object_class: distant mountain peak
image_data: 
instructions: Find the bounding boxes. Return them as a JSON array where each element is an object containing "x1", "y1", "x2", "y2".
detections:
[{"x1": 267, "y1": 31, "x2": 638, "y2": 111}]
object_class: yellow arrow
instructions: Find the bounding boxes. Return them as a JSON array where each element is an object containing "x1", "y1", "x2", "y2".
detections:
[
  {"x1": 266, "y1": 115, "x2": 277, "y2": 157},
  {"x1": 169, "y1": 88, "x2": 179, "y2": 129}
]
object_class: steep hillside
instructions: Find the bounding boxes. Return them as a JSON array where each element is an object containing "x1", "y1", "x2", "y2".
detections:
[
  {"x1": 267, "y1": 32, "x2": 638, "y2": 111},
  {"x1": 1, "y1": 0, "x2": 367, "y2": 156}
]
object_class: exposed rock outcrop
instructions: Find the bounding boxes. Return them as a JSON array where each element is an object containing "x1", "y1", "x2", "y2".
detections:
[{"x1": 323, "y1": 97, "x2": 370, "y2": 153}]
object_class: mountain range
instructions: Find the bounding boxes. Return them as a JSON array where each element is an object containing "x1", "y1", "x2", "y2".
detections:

□ □ □ □ □ □ □

Problem requirements:
Locate every line of the records that contains the string "mountain", treating case as significant, and copy each such line.

Written answer:
object_class: distant mountain peak
object_class: mountain range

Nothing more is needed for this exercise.